:: Records for the task

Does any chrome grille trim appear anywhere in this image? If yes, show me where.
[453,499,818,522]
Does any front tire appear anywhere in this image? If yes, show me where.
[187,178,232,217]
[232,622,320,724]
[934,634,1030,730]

::::

▶ [Description of the task]:
Reproduce only those lines of the entries above that run from the line with "Does any front" to the final line.

▶ [Problem solution]:
Does any front tire appear anywhere in this image? If yes, show me where.
[187,178,232,217]
[232,622,320,724]
[934,634,1030,730]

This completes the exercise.